Rewrite the material below, changing "grass patch" to "patch of grass" and keeping everything else the same.
>> Start SUPPLIED DATA
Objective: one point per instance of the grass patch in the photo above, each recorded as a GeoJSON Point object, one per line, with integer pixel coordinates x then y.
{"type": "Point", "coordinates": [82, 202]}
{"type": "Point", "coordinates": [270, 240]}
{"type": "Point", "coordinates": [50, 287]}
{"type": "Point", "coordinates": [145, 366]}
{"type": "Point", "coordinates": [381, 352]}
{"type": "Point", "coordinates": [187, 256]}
>> End SUPPLIED DATA
OUTPUT OF THE TASK:
Objective: one point per instance of the patch of grass in the photo above, each recorded as a GeoJSON Point object, one per line, with integer pixel coordinates x then y.
{"type": "Point", "coordinates": [82, 202]}
{"type": "Point", "coordinates": [270, 240]}
{"type": "Point", "coordinates": [50, 287]}
{"type": "Point", "coordinates": [145, 366]}
{"type": "Point", "coordinates": [381, 352]}
{"type": "Point", "coordinates": [187, 256]}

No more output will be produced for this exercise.